• EXERCISE INSTRUCTIONS: Could you continue the article on Sister Aïda Yazbeck, picking up after its final sentence?

• DOCUMENT EXCERPT:
= Beginning of Section =

- Occupations: Catholic nun, social worker, community organizer
- Employer: Archdiocese of N'Djaména
- Organization: Al-Mouna Cultural Center
- Known for: Conflict resolution training

= Aïda Yazbeck =

Chadian nun

Sister Aïda Yazbeck (عيدا يزبك) is a Catholic nun who is the Director of the Al-Mouna Cultural Center in N'Djaména, Chad. Her work focuses on educating international and domestic groups as well as NGOs about conflicts between different groups in Chad. By training people in conflict resolution, Sister Yazbeck's organization seeks to promote respect among culturally different groups and foster peace in all aspects of life.

== Early life ==
Sister Yazbeck originally lived in Mount Lebanon, Jdeidet El Matn, near Beirut. Before moving to Chad, Yazbeck worked for 22 years in university education and was an active member of Caritas Lebanon, where she worked with Palestinian migrants who had been displaced amid wars.

== Activism ==
Sister Yazbeck worked for Caritas Lebanon for 20 years, helping those displaced by wars in the south of the country and Palestinian migrants. Yazbeck is a proud migrant herself, and supports acceptance and integration of migrants, describing the Al-Mouna center as a place that accepts all without exception.

Sister Yazbeck and her foundation have worked with groups outside of Chad to promote conflict resolution. These include the Swiss Embassy in Chad and the Cordoba Peace Institute (CPI) of Geneva, who helped to train the staff of the Cultural Center to understand the religious, environmental, and ethnic conflicts in Chad and how to resolve them peacefully by fostering mutual respect between groups and institutions.

= End of Section =

• DATASET CONTENT:
= Beginning of Section =

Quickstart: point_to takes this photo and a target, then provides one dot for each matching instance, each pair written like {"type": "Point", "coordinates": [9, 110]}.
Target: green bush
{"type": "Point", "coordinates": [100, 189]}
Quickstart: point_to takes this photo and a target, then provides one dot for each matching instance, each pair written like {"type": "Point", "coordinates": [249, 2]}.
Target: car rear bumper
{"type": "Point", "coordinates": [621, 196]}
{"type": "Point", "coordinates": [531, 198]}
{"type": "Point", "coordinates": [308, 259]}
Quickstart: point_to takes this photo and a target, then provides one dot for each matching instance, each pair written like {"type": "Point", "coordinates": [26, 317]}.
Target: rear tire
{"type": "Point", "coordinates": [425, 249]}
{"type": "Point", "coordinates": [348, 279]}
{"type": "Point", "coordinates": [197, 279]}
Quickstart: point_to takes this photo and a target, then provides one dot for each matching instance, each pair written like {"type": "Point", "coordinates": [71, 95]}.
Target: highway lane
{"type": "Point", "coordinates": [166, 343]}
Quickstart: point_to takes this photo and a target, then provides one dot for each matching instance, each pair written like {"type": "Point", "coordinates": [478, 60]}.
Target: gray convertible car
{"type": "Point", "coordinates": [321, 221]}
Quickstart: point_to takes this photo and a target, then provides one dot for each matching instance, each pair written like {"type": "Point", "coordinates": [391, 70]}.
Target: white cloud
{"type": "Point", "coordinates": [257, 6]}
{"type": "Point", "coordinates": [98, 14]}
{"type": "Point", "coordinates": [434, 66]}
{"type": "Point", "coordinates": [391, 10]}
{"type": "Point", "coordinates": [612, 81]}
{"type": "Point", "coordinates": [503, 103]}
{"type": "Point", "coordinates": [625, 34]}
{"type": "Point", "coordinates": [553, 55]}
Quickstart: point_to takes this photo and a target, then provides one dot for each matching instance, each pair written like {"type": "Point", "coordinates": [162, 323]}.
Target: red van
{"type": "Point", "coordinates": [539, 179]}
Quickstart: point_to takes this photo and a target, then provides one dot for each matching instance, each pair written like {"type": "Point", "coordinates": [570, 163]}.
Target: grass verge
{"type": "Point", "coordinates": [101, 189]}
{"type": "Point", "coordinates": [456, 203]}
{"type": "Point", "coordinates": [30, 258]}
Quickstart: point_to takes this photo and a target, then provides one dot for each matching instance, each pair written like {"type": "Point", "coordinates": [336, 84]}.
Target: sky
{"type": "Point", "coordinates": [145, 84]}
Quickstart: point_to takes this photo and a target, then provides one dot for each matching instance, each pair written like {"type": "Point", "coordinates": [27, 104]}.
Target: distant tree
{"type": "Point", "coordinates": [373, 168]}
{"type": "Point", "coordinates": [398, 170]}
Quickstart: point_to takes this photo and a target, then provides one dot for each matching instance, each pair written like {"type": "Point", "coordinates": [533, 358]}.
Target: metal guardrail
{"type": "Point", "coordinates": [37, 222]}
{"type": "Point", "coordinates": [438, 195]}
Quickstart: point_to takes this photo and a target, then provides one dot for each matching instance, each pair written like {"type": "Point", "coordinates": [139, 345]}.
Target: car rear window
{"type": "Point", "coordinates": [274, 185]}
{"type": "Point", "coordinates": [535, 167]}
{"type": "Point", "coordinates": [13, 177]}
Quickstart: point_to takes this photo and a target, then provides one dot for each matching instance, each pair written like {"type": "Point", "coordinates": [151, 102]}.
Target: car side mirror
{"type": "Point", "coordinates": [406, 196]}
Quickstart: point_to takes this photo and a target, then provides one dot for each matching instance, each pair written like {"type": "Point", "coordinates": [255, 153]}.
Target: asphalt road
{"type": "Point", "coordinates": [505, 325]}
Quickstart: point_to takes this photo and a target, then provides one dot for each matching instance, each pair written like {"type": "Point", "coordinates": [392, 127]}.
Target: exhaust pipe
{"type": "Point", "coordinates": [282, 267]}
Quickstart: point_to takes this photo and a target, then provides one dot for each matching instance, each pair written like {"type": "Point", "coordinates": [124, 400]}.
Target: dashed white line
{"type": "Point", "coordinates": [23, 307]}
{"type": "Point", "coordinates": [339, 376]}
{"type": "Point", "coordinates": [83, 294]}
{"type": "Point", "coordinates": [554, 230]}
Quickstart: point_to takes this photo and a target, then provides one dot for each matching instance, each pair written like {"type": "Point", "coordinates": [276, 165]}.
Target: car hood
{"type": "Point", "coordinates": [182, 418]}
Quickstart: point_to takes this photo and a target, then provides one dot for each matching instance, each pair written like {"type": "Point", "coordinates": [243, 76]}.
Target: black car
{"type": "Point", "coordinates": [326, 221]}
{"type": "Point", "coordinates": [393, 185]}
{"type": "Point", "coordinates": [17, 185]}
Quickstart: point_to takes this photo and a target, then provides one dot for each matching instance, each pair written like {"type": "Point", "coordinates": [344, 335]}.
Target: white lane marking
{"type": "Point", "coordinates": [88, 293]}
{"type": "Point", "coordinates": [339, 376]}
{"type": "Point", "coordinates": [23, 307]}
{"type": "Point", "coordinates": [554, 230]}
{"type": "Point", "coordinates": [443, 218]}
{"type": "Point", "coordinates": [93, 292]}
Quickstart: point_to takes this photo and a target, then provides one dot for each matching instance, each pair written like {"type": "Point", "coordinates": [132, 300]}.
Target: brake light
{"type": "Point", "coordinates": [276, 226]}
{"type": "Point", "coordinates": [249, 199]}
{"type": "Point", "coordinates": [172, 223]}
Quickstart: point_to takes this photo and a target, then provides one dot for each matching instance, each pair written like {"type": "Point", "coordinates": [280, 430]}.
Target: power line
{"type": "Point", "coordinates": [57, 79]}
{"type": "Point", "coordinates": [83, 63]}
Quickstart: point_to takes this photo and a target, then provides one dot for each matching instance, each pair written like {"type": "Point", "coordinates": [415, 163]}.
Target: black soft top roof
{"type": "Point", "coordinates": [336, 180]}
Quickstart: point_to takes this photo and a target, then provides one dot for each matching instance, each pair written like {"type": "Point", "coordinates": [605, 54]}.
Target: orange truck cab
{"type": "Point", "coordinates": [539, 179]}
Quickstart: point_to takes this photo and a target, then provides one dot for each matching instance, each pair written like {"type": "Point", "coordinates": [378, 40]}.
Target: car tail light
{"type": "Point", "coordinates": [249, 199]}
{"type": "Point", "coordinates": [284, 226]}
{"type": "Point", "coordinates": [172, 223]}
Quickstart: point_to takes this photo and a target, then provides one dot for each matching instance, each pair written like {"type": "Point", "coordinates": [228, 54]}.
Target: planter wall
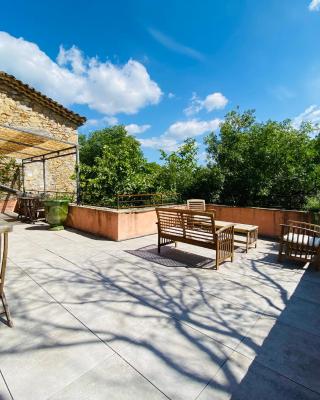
{"type": "Point", "coordinates": [128, 224]}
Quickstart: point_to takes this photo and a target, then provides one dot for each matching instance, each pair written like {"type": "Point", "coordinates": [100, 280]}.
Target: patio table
{"type": "Point", "coordinates": [249, 232]}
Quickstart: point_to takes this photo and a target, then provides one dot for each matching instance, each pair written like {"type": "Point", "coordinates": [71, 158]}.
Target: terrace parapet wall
{"type": "Point", "coordinates": [128, 224]}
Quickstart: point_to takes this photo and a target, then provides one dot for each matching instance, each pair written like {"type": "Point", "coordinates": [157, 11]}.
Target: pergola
{"type": "Point", "coordinates": [36, 146]}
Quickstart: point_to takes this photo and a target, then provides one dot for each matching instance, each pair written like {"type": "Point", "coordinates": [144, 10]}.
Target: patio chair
{"type": "Point", "coordinates": [4, 245]}
{"type": "Point", "coordinates": [196, 205]}
{"type": "Point", "coordinates": [300, 241]}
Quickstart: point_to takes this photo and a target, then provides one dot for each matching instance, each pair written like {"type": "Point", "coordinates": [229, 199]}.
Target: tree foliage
{"type": "Point", "coordinates": [249, 163]}
{"type": "Point", "coordinates": [264, 164]}
{"type": "Point", "coordinates": [112, 163]}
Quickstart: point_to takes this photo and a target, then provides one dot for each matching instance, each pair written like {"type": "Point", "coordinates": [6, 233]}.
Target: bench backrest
{"type": "Point", "coordinates": [196, 204]}
{"type": "Point", "coordinates": [187, 224]}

= End of Section =

• RESPONSE AREA:
=== COVID-19 Pandemic ===
In April 2020, Sister Yazbeck shifted her efforts to help combat the COVID-19 pandemic. Along with roughly 100 volunteers at the Cultural Center, Yazbeck helped to distribute hand sanitizers, drinks and face masks to those who needed them in the capital. In addition, Yazbeck helped to organize a virtual awareness campaign about ways to mitigate the impact of the pandemic, such as teaching participants hand-washing techniques and the rational management of water. The Al-Mouna Center also worked to train the community in practical matters such as how to create plastic bottle faucets, as running water is not available to all.

Yazbeck notes a lack of government assistance in contrast to the work performed by the center, and advocates for a change of volunteer-mentality in Chad, as she describes a lack of volunteering culture.